**Exercise prompt**
Please copy the listing below line for line, keeping every character unchanged.

::: Dataset extract :::

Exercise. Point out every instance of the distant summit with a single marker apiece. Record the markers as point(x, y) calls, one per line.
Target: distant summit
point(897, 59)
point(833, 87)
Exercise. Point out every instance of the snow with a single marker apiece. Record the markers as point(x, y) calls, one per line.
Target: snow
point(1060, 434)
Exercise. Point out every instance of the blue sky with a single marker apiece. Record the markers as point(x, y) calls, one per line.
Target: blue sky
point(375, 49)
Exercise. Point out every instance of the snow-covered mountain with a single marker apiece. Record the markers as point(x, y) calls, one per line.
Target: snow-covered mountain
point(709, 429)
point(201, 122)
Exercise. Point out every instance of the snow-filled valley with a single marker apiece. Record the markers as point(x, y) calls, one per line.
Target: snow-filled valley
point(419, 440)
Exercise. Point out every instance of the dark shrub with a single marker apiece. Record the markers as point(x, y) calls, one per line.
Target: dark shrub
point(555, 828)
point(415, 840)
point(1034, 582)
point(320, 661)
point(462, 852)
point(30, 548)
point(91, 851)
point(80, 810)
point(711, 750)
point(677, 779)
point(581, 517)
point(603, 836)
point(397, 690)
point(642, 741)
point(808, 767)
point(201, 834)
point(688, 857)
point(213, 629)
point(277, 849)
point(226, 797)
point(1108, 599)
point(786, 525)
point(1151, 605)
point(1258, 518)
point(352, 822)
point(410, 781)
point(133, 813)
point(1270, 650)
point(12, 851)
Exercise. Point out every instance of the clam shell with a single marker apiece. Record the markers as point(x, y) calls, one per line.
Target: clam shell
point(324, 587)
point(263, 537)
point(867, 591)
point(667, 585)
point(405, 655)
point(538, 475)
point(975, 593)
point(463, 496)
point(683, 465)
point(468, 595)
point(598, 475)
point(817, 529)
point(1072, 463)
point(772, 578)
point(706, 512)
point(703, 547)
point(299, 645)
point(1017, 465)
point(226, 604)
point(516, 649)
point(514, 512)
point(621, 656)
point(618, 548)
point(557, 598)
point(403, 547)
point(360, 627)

:::

**Expected answer**
Exercise. Point out every instance of the distant summit with a single marker apiece. Record the markers as point(x, y) calls, one per line.
Target: distant summit
point(897, 59)
point(833, 87)
Exercise. Point out every instance of the snow with a single marker apiece. Record the markers as point(x, y) calls, one per line.
Target: snow
point(1060, 434)
Exercise. Point out every instance of the blue sky with a single marker apiece. Record the markers as point(x, y) calls, one per line.
Target: blue sky
point(375, 49)
Exercise. Point out every instance of the snow-covered mountain with a single marker apiece. Record the markers as point(x, y) calls, one per line.
Target: snow-covered mountain
point(709, 429)
point(201, 122)
Exercise. Point out every instance of the snow-filled valley with a single marker apiece. Record the markers as point(x, y) calls, one per line.
Target: snow-filled valley
point(419, 440)
Exercise. Point out every instance of the dark shrub with a single marker apiece. Record the markers as point(x, y) calls, one per line.
Target: dark shrub
point(555, 828)
point(415, 840)
point(1034, 582)
point(320, 661)
point(462, 852)
point(30, 548)
point(91, 851)
point(80, 810)
point(711, 750)
point(677, 779)
point(581, 517)
point(603, 836)
point(397, 690)
point(642, 741)
point(808, 767)
point(201, 834)
point(688, 857)
point(213, 629)
point(277, 849)
point(226, 797)
point(1108, 599)
point(786, 525)
point(1151, 605)
point(1258, 518)
point(352, 822)
point(410, 781)
point(133, 813)
point(1270, 650)
point(12, 851)
Exercise. Point out every instance of the clam shell with a single marker apiece. Record the markers as point(x, y) calls, one per line.
Target: clam shell
point(324, 587)
point(263, 537)
point(867, 591)
point(667, 585)
point(405, 655)
point(538, 475)
point(975, 593)
point(463, 496)
point(683, 465)
point(468, 595)
point(598, 475)
point(817, 529)
point(1072, 463)
point(772, 578)
point(706, 512)
point(703, 547)
point(299, 645)
point(1017, 465)
point(226, 604)
point(516, 649)
point(514, 512)
point(621, 656)
point(618, 548)
point(557, 598)
point(403, 547)
point(360, 627)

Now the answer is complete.